### Stated goal
Reproduce every line of the records below, including the requests. Multiply each bounding-box coordinate in the answers by 0.6 and round to the nearest whole number, with halves rounded up.

........

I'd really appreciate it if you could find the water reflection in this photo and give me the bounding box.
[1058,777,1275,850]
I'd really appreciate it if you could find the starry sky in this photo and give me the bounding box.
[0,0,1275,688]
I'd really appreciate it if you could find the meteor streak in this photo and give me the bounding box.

........

### Task output
I'd really appreciate it if you could find the water reflection in this photo and give me the bounding box.
[635,466,765,510]
I'd really appreciate it if you could find the starry sky in this photo and give me the bounding box.
[0,0,765,413]
I'd really appreciate it if you could find the meteor streak in this photo and give me the bounding box.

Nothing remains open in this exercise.